EXTRACTED TEXT
>>>

# Countertop sink hole



## Grebus (Jul 14, 2005)

I posted this over in the plumbing section, but thought I should here too. I recently had my kitchen sink replaced and the new one is smaller than the old one. They are both 22" x 33", but apparently the old one was more rectangular and the corners on the new one are tapered. In other words there are now gaps in the corners of the countertop.

I was planning on redoing the laminate on the countertops in the near future, but do I now need to redo the entire countertop? Any ideas as to how I can make the existing countertop work with the new sink on the long term? Can filler pieces be tied into the countertop and then laminated over? Thanks.


----------



## KenTheHandyMan (Sep 1, 2005)

I don't know if your other post got answered, but I thought I would mention that you will get a lot of swelling if water gets down those gaps. If your counter is pressboard, it will be ruined quickly. If you're in a tight bind, you can use some 100% silicon to fill the gaps, but watch that it does not come off and let water get under it.

If you can stop water from getting in there until you're able to relaminate, you'll be fine. Relaminating though should only be done if the existing laminate is in good shape physically. This means no delamination has occured. Also, you'll only be able to do it if the counter top has a square edge, not the bullnose or drip edge type.

Now, if you have any problems like those I listed, I will let you know that buying enough MDF to build a new counter top will not be much more expensive than buying new laminate. So in other words, if you planned on buying laminate to relaminate, you might be better off getting the base material and creating a completely new countertop. This way, you can do some nice fancy looking edge trim, if you like.


----------

<<<

GIVEN INSTRUCTION
According to the countertop sink hole thread, why might building a new countertop be better than relaminating the old one? Answer in one to three sentences. The listing that comes next has no connection to the countertop sink hole thread.

INFORMATION SUPPLIED
>>>

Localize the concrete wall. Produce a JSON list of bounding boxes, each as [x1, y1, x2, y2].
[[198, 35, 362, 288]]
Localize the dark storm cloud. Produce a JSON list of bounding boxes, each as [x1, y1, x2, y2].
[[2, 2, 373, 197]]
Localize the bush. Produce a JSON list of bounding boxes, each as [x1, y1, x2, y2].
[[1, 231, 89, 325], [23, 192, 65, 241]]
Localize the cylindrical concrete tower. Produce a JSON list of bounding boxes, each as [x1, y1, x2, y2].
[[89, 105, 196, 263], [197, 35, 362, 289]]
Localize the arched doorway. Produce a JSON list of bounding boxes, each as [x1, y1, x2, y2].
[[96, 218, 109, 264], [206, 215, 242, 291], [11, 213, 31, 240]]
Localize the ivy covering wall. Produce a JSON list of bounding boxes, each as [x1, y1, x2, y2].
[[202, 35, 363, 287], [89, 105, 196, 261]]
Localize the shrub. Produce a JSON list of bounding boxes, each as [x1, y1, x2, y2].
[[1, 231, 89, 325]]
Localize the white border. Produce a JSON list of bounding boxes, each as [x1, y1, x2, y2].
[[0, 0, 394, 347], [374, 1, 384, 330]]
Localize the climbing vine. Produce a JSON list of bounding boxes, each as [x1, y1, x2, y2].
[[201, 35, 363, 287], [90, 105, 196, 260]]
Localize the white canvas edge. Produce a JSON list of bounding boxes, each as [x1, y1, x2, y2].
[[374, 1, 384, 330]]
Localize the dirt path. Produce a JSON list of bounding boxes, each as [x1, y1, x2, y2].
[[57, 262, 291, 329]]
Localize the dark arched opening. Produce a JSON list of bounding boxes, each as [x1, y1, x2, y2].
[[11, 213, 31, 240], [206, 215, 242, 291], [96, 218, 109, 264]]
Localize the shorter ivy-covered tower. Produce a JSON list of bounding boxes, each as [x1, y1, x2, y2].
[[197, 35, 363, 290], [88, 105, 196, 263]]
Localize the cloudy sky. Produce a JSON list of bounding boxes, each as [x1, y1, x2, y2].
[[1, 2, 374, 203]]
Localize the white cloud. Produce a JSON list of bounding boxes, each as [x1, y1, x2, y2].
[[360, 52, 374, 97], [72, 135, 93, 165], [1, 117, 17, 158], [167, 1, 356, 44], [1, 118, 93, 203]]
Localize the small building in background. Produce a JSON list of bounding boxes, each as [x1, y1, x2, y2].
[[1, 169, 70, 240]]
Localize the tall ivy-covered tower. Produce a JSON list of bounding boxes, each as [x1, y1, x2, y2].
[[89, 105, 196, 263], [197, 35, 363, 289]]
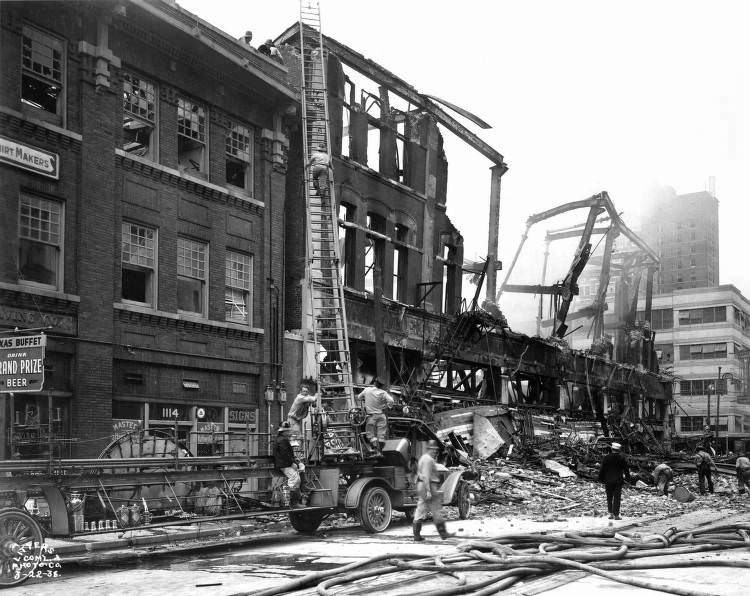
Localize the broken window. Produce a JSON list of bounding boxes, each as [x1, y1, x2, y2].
[[338, 202, 357, 287], [122, 221, 157, 306], [391, 224, 409, 302], [365, 213, 385, 292], [680, 416, 704, 433], [439, 244, 458, 314], [224, 250, 253, 324], [177, 238, 208, 316], [226, 122, 253, 191], [177, 97, 206, 177], [21, 25, 65, 124], [122, 72, 156, 160], [18, 195, 63, 289]]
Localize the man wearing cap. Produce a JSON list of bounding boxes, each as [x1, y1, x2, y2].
[[412, 440, 453, 542], [734, 453, 750, 495], [273, 420, 302, 508], [287, 385, 318, 438], [357, 379, 394, 452], [693, 449, 718, 494], [599, 443, 630, 519], [651, 463, 674, 497]]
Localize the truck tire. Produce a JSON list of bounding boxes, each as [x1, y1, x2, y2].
[[289, 511, 325, 534], [359, 486, 392, 534], [456, 480, 471, 519]]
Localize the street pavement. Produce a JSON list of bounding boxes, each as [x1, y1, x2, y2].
[[4, 504, 750, 596]]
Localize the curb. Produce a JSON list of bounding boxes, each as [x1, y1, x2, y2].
[[55, 526, 278, 560]]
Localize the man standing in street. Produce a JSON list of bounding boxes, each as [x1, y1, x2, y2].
[[652, 464, 674, 497], [734, 453, 750, 495], [357, 379, 395, 453], [273, 420, 302, 509], [599, 443, 630, 519], [694, 449, 718, 495], [412, 440, 453, 542]]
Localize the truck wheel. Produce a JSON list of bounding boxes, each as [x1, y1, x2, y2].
[[359, 486, 391, 533], [0, 509, 44, 588], [456, 480, 471, 519], [289, 511, 325, 534]]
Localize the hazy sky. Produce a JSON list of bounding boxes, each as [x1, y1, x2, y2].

<<<

SOLUTION TO THE EXERCISE
If the existing counter has problems such as delamination or a bullnose or drip edge, buying enough MDF for a new countertop costs not much more than buying new laminate. So someone planning to relaminate might do better to get the base material and make a completely new countertop, which also allows for fancy-looking edge trim.